** ASSIGNED TASK **
Exact duplicates of all entries are needed.

** PROVIDED ENTRIES **
● ● ● ● ● ● ●

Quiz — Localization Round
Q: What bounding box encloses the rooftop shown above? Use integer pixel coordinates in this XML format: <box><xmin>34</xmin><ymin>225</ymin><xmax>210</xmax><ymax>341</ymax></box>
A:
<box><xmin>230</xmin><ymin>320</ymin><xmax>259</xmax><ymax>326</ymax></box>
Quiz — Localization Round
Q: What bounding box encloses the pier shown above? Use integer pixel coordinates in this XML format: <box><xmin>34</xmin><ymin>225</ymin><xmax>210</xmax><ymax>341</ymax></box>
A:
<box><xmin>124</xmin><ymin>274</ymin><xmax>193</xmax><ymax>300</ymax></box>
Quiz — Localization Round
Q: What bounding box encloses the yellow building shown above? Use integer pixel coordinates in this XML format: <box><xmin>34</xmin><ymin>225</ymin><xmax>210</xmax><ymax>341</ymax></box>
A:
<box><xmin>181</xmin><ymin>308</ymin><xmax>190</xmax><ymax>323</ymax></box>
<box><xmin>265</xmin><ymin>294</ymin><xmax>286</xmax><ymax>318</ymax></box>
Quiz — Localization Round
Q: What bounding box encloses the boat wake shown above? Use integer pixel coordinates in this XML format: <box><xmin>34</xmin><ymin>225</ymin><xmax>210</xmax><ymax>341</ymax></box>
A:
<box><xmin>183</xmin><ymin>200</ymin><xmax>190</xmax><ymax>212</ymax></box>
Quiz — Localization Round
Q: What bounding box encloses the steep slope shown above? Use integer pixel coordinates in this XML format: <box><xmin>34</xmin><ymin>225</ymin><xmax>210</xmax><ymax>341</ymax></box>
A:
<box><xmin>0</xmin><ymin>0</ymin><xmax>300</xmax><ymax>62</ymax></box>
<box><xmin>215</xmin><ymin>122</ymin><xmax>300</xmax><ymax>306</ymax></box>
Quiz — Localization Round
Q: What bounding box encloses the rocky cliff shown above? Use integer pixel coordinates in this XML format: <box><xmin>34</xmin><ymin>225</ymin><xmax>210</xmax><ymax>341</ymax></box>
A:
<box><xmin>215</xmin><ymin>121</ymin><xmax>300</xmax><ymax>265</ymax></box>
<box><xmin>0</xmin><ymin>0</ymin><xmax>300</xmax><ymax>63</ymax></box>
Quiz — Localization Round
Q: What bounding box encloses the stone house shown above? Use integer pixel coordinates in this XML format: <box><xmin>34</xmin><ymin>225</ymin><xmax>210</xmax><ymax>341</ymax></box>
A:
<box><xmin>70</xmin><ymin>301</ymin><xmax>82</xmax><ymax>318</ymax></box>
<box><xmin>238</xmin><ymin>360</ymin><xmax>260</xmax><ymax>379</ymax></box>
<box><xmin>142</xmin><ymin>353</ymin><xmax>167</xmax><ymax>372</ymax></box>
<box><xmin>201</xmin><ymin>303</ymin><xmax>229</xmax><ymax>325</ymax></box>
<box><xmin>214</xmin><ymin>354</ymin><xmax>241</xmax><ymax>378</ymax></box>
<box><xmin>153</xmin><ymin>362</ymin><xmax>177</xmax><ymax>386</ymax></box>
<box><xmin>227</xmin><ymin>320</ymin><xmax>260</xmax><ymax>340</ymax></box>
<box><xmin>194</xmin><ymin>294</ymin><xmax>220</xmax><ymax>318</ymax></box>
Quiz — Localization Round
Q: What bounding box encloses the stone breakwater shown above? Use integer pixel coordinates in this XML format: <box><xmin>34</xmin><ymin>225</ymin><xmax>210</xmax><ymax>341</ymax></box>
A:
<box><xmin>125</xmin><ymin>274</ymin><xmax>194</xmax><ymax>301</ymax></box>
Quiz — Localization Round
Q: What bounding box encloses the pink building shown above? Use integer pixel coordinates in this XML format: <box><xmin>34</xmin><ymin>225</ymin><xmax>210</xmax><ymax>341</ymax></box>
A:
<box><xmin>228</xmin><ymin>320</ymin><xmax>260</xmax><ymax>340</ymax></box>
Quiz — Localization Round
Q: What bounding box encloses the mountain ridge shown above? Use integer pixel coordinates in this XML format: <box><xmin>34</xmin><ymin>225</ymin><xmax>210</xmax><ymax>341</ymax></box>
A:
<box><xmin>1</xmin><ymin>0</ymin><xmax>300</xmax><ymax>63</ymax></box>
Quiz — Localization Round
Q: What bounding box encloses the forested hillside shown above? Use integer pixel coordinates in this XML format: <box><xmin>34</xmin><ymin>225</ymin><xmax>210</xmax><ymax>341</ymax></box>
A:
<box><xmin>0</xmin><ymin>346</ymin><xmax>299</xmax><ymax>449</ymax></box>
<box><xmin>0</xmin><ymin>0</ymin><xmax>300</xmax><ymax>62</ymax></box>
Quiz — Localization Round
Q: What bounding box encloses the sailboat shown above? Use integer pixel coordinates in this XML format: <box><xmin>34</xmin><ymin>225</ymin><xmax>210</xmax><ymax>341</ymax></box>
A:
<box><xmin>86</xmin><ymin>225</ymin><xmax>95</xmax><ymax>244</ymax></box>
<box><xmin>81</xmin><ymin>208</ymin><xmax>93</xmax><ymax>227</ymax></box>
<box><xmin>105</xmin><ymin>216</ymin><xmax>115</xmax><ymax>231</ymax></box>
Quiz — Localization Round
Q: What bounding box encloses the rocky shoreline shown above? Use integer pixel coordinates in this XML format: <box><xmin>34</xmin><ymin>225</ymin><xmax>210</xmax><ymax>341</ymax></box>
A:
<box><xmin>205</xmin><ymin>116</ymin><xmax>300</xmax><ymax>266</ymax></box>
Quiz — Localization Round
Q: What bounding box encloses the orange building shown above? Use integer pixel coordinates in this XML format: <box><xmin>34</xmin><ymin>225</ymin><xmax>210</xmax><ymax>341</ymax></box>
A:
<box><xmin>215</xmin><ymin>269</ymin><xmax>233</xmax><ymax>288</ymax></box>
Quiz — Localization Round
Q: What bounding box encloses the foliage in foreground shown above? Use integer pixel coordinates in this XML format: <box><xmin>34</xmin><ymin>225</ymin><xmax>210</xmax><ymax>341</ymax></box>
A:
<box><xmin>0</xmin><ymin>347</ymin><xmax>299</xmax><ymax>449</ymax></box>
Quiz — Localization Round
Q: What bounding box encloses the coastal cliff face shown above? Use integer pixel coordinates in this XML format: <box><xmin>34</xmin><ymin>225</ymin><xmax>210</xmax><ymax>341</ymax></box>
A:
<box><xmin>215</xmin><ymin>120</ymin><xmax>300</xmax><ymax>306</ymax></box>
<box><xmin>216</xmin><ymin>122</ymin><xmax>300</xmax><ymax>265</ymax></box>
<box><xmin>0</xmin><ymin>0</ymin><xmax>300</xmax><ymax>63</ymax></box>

● ● ● ● ● ● ●

** ANSWER TO THIS TASK **
Quiz — Localization Round
Q: What bounding box encloses the rooftop shown above? Use integer pixel coordinates in this XML format: <box><xmin>34</xmin><ymin>225</ymin><xmax>210</xmax><ymax>341</ymax></box>
A:
<box><xmin>230</xmin><ymin>320</ymin><xmax>259</xmax><ymax>326</ymax></box>
Quiz — Localization Round
Q: What bounding box encloses the pier shown above? Use integer pixel coordinates in this XML format: <box><xmin>34</xmin><ymin>225</ymin><xmax>210</xmax><ymax>341</ymax></box>
A:
<box><xmin>124</xmin><ymin>274</ymin><xmax>193</xmax><ymax>300</ymax></box>
Quiz — Localization Round
Q: What bounding box encloses the yellow building shown above? Use integer pixel coordinates in this XML format: <box><xmin>34</xmin><ymin>225</ymin><xmax>210</xmax><ymax>341</ymax></box>
A:
<box><xmin>181</xmin><ymin>308</ymin><xmax>190</xmax><ymax>323</ymax></box>
<box><xmin>265</xmin><ymin>294</ymin><xmax>286</xmax><ymax>318</ymax></box>
Quiz — Localization Round
Q: What bounding box encloses the boat wake shown above? Use integer pixel coordinates in this XML format: <box><xmin>34</xmin><ymin>225</ymin><xmax>210</xmax><ymax>341</ymax></box>
A:
<box><xmin>183</xmin><ymin>200</ymin><xmax>190</xmax><ymax>212</ymax></box>
Quiz — Localization Round
Q: What bounding box encloses the steep slope shown above? Use integer pixel coordinates in this XML format: <box><xmin>34</xmin><ymin>225</ymin><xmax>210</xmax><ymax>341</ymax></box>
A:
<box><xmin>0</xmin><ymin>0</ymin><xmax>300</xmax><ymax>62</ymax></box>
<box><xmin>215</xmin><ymin>122</ymin><xmax>300</xmax><ymax>306</ymax></box>
Quiz — Localization Round
Q: What bounding box encloses the rocky cliff shown above? Use integer pixel coordinates in this XML format: <box><xmin>34</xmin><ymin>225</ymin><xmax>210</xmax><ymax>341</ymax></box>
A:
<box><xmin>215</xmin><ymin>121</ymin><xmax>300</xmax><ymax>265</ymax></box>
<box><xmin>0</xmin><ymin>0</ymin><xmax>300</xmax><ymax>63</ymax></box>
Quiz — Localization Round
Q: What bounding box encloses the stone house shown above? Use integer pixel coordinates in this XML format: <box><xmin>34</xmin><ymin>225</ymin><xmax>210</xmax><ymax>341</ymax></box>
A:
<box><xmin>70</xmin><ymin>301</ymin><xmax>82</xmax><ymax>318</ymax></box>
<box><xmin>238</xmin><ymin>360</ymin><xmax>260</xmax><ymax>379</ymax></box>
<box><xmin>142</xmin><ymin>353</ymin><xmax>167</xmax><ymax>372</ymax></box>
<box><xmin>201</xmin><ymin>303</ymin><xmax>229</xmax><ymax>325</ymax></box>
<box><xmin>214</xmin><ymin>354</ymin><xmax>241</xmax><ymax>378</ymax></box>
<box><xmin>153</xmin><ymin>362</ymin><xmax>177</xmax><ymax>386</ymax></box>
<box><xmin>227</xmin><ymin>320</ymin><xmax>260</xmax><ymax>340</ymax></box>
<box><xmin>194</xmin><ymin>294</ymin><xmax>220</xmax><ymax>318</ymax></box>
Quiz — Localization Round
Q: What bounding box encloses the stone breakwater shown above? Use integer pixel coordinates in this XML format: <box><xmin>34</xmin><ymin>225</ymin><xmax>210</xmax><ymax>341</ymax></box>
A:
<box><xmin>125</xmin><ymin>274</ymin><xmax>194</xmax><ymax>301</ymax></box>
Quiz — Localization Round
Q: What bounding box encloses the pink building shown above? Use integer pixel coordinates in this XML format: <box><xmin>34</xmin><ymin>225</ymin><xmax>210</xmax><ymax>341</ymax></box>
A:
<box><xmin>228</xmin><ymin>320</ymin><xmax>260</xmax><ymax>340</ymax></box>
Quiz — Localization Round
Q: What bounding box encloses the mountain ridge shown above? Use integer pixel coordinates in this XML format: <box><xmin>34</xmin><ymin>225</ymin><xmax>210</xmax><ymax>341</ymax></box>
A:
<box><xmin>1</xmin><ymin>0</ymin><xmax>300</xmax><ymax>63</ymax></box>
Quiz — Localization Round
Q: What bounding box encloses the forested hillside shown above? Use integer pixel coordinates in this XML format: <box><xmin>34</xmin><ymin>225</ymin><xmax>210</xmax><ymax>341</ymax></box>
A:
<box><xmin>0</xmin><ymin>346</ymin><xmax>299</xmax><ymax>449</ymax></box>
<box><xmin>0</xmin><ymin>0</ymin><xmax>300</xmax><ymax>62</ymax></box>
Quiz — Localization Round
Q: What bounding box encloses the sailboat shown above? Use integer pixel coordinates in this XML format: <box><xmin>34</xmin><ymin>225</ymin><xmax>210</xmax><ymax>341</ymax></box>
A:
<box><xmin>86</xmin><ymin>225</ymin><xmax>95</xmax><ymax>244</ymax></box>
<box><xmin>81</xmin><ymin>208</ymin><xmax>93</xmax><ymax>227</ymax></box>
<box><xmin>105</xmin><ymin>216</ymin><xmax>115</xmax><ymax>231</ymax></box>
Quiz — Localization Round
Q: What bounding box encloses the rocky shoreline shown above? Use integer pixel coordinates in this XML format: <box><xmin>34</xmin><ymin>225</ymin><xmax>210</xmax><ymax>341</ymax></box>
A:
<box><xmin>205</xmin><ymin>116</ymin><xmax>300</xmax><ymax>266</ymax></box>
Quiz — Localization Round
Q: What bounding box encloses the orange building shown above? Use integer pixel coordinates in this XML format: <box><xmin>34</xmin><ymin>225</ymin><xmax>210</xmax><ymax>341</ymax></box>
A:
<box><xmin>215</xmin><ymin>269</ymin><xmax>233</xmax><ymax>288</ymax></box>
Quiz — Localization Round
Q: What bounding box encloses the foliage in foreground shown above? Use integer pixel coordinates in this XML format: <box><xmin>34</xmin><ymin>225</ymin><xmax>210</xmax><ymax>341</ymax></box>
A:
<box><xmin>0</xmin><ymin>347</ymin><xmax>299</xmax><ymax>449</ymax></box>
Quiz — Localization Round
Q: What bounding box encloses the coastal cliff face shown above? Use integer pixel coordinates in this XML format: <box><xmin>34</xmin><ymin>225</ymin><xmax>210</xmax><ymax>341</ymax></box>
A:
<box><xmin>215</xmin><ymin>120</ymin><xmax>300</xmax><ymax>306</ymax></box>
<box><xmin>216</xmin><ymin>122</ymin><xmax>300</xmax><ymax>265</ymax></box>
<box><xmin>0</xmin><ymin>0</ymin><xmax>300</xmax><ymax>63</ymax></box>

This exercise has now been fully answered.